#### What the task asks:
Find every line in the data below that contains the word "hull", and copy each of those lines in full.

#### The input:
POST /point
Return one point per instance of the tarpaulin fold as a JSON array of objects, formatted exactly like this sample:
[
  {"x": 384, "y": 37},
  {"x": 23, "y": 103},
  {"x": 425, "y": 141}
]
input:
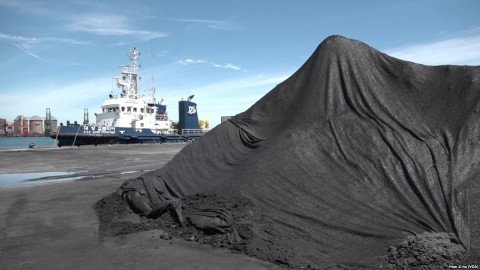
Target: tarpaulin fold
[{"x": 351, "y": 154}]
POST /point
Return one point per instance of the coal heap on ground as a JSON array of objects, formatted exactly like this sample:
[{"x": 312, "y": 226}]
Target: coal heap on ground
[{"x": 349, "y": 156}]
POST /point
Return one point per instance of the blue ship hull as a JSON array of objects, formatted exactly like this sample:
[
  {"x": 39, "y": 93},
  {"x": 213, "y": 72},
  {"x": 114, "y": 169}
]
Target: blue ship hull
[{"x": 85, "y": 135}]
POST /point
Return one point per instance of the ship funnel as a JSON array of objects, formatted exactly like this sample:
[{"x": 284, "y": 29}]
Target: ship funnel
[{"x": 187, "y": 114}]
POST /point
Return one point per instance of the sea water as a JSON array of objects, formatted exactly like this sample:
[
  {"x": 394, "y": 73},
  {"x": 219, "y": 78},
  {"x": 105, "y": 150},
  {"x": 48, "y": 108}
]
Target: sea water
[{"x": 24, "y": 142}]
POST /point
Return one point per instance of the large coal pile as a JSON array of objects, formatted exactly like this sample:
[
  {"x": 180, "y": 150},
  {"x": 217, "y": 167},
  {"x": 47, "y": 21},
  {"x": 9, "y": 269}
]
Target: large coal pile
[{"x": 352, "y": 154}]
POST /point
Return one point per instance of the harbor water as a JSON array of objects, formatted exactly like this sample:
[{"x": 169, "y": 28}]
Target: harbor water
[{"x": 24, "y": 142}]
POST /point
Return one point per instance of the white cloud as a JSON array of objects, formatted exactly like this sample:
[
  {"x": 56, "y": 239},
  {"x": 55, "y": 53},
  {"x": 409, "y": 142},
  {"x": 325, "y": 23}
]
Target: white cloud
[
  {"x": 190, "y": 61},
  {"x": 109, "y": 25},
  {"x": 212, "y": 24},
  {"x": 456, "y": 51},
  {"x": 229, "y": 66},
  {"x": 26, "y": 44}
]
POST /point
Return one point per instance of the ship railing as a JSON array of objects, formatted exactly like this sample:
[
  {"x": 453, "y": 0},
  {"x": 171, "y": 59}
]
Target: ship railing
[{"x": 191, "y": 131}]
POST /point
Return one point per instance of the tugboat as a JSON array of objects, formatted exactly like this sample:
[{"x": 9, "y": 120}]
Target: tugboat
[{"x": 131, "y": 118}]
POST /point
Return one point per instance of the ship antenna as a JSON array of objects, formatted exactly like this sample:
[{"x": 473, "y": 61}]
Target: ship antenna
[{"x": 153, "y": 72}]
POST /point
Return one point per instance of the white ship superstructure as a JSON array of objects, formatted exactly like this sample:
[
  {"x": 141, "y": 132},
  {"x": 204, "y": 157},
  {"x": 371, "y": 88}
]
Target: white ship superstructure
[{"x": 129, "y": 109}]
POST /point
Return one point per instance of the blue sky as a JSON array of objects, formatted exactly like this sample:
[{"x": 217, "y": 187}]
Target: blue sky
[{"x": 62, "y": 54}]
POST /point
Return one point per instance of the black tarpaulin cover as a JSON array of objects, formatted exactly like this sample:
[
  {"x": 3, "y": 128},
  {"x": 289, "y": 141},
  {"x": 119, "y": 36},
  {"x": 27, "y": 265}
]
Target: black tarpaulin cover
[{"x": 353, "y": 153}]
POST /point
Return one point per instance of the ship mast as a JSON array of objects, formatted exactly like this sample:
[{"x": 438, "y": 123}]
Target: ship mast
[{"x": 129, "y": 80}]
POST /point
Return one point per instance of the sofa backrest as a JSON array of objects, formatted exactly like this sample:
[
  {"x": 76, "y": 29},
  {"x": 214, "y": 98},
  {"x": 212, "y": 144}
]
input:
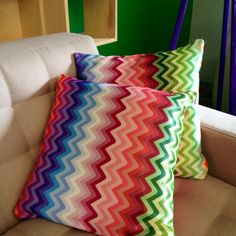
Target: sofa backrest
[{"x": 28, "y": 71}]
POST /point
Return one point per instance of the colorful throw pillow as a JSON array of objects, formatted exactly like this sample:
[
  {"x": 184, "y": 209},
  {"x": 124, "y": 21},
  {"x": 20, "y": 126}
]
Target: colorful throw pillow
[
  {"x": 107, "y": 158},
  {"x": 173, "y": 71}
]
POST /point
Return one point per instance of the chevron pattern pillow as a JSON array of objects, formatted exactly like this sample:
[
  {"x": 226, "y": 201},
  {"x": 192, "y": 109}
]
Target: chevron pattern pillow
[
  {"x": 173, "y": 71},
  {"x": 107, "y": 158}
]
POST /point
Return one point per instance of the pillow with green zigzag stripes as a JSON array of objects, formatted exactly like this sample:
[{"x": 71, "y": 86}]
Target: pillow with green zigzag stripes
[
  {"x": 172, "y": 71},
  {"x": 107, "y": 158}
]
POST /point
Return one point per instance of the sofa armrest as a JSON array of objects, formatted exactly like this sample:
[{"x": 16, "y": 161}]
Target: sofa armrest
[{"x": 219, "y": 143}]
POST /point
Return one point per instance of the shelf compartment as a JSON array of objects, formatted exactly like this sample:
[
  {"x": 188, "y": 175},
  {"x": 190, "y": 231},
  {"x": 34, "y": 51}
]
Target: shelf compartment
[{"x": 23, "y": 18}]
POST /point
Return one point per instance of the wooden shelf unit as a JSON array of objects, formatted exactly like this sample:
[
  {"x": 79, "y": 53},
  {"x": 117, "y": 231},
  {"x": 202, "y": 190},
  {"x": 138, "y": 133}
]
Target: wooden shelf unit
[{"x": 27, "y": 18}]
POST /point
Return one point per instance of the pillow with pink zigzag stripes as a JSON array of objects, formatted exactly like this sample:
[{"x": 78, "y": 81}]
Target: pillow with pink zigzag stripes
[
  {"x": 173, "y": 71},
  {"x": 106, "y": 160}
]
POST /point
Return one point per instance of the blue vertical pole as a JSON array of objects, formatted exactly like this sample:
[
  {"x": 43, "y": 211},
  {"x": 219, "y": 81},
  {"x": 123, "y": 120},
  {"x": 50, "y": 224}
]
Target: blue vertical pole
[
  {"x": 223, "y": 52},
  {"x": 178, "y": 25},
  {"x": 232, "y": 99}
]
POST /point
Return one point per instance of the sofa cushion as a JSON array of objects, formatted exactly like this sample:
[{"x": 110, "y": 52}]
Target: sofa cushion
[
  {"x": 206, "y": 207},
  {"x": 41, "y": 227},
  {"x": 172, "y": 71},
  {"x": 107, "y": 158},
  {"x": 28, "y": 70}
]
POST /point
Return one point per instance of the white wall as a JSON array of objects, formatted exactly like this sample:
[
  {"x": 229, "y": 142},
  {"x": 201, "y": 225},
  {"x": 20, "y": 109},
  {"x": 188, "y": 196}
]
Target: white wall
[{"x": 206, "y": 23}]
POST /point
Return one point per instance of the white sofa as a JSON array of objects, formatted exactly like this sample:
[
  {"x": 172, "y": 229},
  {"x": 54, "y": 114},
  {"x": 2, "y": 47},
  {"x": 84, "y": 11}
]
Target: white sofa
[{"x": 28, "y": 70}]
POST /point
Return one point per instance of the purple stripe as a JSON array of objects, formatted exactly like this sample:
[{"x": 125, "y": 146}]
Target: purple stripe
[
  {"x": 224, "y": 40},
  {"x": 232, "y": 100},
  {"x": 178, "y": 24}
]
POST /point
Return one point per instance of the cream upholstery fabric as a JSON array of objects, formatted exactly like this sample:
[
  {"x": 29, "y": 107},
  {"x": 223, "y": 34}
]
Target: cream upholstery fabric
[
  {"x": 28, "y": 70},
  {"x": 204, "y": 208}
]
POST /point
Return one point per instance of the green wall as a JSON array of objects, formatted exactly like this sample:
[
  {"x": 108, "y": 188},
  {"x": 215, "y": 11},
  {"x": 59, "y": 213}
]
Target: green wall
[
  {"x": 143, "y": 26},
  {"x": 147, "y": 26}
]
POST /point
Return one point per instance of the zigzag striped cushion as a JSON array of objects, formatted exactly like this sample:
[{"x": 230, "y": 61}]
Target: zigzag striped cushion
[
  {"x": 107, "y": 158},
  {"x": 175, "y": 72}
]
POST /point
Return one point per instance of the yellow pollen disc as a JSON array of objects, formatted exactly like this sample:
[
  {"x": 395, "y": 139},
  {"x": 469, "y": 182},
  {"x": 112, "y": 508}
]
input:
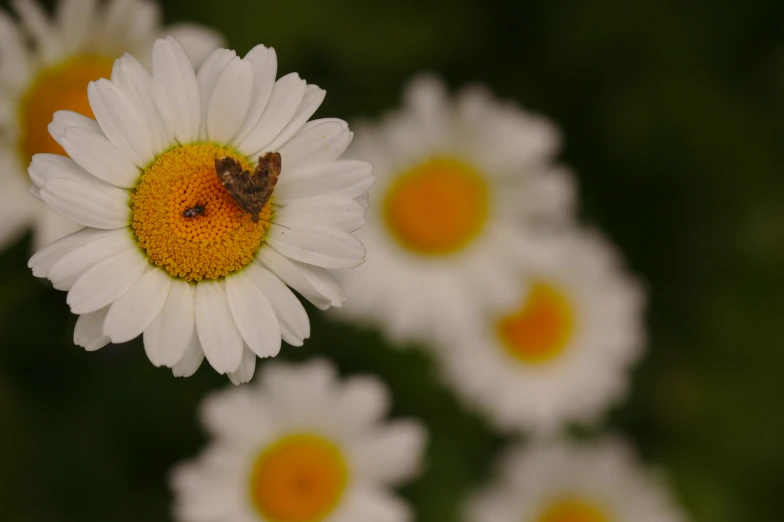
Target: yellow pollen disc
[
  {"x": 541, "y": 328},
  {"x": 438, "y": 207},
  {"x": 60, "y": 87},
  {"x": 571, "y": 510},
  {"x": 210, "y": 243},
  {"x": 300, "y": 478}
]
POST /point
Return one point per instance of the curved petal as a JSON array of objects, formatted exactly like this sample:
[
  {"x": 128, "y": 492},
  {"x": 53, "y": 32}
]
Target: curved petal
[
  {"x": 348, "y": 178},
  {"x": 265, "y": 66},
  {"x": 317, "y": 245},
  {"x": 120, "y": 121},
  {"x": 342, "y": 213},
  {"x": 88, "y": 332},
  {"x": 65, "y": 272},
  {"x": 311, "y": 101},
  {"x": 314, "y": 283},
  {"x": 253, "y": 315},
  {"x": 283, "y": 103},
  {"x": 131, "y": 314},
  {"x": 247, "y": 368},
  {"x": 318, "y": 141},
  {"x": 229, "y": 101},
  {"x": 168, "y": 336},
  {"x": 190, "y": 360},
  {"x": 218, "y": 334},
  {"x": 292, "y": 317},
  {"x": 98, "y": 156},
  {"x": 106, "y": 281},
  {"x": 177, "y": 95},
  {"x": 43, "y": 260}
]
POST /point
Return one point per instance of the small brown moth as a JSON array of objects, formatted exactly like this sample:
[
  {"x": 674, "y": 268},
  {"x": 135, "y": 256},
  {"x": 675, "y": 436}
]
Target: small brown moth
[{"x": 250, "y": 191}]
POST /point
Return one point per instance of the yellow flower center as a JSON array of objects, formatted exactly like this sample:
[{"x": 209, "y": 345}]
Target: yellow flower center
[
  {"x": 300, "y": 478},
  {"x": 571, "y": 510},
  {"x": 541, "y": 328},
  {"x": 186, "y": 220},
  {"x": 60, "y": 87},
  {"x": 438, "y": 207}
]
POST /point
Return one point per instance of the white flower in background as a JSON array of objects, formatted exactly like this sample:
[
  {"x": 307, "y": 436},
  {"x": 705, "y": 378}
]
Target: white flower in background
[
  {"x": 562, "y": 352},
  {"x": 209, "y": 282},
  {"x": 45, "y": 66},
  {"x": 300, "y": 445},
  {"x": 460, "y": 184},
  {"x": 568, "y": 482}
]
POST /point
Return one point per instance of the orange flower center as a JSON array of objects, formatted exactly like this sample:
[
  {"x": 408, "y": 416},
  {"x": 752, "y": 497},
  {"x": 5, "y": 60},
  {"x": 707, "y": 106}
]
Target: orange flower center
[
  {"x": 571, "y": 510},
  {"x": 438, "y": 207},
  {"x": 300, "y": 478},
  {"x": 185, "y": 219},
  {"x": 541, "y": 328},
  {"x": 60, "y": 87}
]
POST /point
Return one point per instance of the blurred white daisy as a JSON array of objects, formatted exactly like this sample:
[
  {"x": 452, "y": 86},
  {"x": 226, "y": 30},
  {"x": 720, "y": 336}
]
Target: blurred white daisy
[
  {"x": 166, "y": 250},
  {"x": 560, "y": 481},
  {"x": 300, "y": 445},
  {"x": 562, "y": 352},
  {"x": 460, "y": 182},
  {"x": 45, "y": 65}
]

#### Written answer:
Return one point per instance of the blue ship hull as a JSON array of objects, formatted exactly like this sample:
Target: blue ship hull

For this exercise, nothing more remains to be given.